The problem
What is needed is the run of lines from the one with "spot the hanging flower basket." through the close of the data, set down exactly.

Stored data
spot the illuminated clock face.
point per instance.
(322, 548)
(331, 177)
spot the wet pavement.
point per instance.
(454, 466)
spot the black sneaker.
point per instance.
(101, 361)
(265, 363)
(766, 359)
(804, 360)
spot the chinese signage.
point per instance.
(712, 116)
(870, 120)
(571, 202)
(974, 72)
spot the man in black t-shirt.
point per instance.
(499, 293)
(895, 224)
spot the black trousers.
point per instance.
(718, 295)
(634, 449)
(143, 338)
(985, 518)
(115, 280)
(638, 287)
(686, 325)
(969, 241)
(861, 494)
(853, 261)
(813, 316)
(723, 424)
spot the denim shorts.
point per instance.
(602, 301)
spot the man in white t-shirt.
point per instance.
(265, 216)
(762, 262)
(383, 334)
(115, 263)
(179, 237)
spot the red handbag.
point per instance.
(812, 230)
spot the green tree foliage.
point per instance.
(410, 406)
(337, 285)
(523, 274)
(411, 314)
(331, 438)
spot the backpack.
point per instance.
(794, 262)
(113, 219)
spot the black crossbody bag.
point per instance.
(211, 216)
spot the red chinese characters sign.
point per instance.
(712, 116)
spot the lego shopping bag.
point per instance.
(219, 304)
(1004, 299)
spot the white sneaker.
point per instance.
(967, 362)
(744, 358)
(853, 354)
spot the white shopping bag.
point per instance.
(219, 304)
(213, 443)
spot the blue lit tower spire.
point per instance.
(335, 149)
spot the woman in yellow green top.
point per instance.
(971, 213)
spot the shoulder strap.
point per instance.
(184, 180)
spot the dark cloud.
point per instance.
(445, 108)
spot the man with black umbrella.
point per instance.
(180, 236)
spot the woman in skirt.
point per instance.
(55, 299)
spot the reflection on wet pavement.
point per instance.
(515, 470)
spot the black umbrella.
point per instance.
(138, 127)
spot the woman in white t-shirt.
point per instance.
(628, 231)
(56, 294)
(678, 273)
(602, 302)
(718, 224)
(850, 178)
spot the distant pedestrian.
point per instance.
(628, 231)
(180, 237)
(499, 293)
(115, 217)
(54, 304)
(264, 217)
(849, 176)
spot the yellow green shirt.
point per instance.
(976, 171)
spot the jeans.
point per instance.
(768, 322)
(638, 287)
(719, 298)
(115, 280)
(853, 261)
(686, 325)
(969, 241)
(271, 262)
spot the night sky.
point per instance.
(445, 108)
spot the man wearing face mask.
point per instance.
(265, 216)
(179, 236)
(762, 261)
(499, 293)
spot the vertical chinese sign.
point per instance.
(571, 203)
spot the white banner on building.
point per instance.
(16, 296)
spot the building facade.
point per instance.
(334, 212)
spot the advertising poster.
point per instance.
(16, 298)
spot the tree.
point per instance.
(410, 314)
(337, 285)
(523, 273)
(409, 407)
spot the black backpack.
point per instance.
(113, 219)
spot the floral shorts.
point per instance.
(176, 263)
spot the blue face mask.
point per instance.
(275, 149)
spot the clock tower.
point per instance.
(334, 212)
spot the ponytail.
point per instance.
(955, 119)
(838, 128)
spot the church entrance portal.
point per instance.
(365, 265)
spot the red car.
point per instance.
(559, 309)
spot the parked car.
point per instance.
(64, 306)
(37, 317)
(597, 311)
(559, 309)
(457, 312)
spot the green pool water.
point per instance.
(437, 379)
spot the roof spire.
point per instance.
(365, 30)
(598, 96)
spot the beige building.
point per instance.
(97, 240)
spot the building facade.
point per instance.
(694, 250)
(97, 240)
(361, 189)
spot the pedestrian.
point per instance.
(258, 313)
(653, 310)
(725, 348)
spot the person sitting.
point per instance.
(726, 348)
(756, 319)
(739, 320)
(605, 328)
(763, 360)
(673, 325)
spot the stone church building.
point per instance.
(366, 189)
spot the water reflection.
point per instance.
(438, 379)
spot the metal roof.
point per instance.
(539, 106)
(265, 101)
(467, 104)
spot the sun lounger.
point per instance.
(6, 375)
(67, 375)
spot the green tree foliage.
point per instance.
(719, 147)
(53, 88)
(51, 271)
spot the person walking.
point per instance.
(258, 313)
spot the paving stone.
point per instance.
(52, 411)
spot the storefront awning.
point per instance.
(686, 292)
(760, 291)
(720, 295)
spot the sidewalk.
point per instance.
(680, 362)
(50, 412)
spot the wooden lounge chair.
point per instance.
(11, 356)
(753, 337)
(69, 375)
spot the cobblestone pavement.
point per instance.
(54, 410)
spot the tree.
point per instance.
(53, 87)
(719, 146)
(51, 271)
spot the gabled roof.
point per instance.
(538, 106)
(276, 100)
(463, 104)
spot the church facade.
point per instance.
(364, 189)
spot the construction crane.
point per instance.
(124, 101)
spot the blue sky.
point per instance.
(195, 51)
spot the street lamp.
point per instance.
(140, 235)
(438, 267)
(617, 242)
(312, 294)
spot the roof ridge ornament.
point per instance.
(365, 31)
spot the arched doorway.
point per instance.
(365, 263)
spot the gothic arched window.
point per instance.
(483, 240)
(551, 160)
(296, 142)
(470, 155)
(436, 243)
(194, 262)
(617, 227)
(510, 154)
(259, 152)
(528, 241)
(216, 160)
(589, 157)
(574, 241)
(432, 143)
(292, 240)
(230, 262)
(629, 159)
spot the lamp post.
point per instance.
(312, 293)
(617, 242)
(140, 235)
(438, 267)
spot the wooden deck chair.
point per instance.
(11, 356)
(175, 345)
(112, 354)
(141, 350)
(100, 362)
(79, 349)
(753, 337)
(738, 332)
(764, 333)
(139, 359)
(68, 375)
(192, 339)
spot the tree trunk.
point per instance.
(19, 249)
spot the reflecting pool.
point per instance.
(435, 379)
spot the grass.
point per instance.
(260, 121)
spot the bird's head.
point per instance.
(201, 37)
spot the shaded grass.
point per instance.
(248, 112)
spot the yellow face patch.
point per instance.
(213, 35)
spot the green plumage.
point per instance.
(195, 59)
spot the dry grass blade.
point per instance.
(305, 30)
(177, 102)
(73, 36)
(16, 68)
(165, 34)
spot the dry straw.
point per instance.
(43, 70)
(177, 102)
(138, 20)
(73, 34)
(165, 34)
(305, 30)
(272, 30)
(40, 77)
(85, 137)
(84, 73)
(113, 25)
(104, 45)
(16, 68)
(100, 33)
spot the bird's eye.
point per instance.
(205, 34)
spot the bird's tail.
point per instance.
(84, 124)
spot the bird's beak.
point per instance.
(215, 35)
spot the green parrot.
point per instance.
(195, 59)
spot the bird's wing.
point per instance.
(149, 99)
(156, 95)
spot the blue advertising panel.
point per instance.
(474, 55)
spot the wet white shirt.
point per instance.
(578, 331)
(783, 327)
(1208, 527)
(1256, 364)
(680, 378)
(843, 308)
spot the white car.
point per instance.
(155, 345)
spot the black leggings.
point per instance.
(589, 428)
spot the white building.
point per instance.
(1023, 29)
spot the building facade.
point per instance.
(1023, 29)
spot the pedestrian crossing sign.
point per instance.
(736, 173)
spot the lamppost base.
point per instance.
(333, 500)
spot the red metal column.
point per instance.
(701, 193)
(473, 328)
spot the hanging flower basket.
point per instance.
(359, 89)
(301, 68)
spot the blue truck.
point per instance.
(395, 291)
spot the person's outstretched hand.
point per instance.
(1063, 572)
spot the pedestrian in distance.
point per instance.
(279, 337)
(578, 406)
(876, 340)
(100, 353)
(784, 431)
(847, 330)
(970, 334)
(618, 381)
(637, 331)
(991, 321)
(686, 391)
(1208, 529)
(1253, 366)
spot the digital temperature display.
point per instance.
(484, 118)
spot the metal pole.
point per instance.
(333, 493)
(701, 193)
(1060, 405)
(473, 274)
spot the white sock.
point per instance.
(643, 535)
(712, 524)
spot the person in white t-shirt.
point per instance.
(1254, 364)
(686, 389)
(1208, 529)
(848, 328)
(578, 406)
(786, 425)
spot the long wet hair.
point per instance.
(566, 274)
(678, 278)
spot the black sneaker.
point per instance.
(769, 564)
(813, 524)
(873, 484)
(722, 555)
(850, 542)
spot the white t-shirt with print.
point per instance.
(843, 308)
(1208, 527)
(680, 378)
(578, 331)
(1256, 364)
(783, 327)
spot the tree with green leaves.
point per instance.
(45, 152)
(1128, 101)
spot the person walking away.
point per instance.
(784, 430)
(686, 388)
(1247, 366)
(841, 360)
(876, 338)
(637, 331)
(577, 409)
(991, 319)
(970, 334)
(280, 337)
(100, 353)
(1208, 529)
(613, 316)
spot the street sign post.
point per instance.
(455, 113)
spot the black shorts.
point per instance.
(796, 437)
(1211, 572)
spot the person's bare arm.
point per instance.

Worked solution
spot the hanging flower basket.
point per instance.
(359, 89)
(301, 68)
spot the blue truck.
point per instance.
(395, 291)
spot the person's outstretched hand.
point per instance.
(1063, 572)
spot the pedestrian in distance.
point per instance.
(279, 337)
(578, 406)
(876, 340)
(100, 353)
(784, 431)
(847, 330)
(970, 334)
(618, 381)
(637, 331)
(991, 321)
(686, 391)
(1208, 529)
(1253, 366)
spot the digital temperature display.
point per instance.
(484, 118)
spot the metal pole.
point per instance.
(333, 493)
(701, 193)
(1060, 405)
(473, 274)
spot the white sock.
point per instance.
(643, 535)
(712, 524)
spot the person in white t-shirt.
point per instance.
(1254, 364)
(686, 389)
(1208, 529)
(848, 328)
(578, 406)
(786, 425)
spot the long wet hair.
point per instance.
(566, 274)
(678, 278)
spot the black sneaker.
point per instance.
(769, 564)
(813, 524)
(873, 484)
(722, 555)
(850, 542)
spot the white t-shirt with print.
point per instance.
(843, 308)
(1208, 527)
(680, 378)
(578, 331)
(1256, 364)
(783, 327)
spot the tree with green leaves.
point per instance.
(45, 152)
(1128, 101)
spot the person walking away.
point per instance.
(784, 430)
(686, 388)
(1247, 366)
(841, 360)
(876, 338)
(637, 331)
(577, 409)
(991, 319)
(970, 334)
(280, 337)
(100, 353)
(1208, 529)
(613, 316)
spot the street sign post.
point per instance.
(455, 113)
spot the black shorts.
point per instance.
(796, 437)
(1211, 572)
spot the person's bare arm.
point per instance.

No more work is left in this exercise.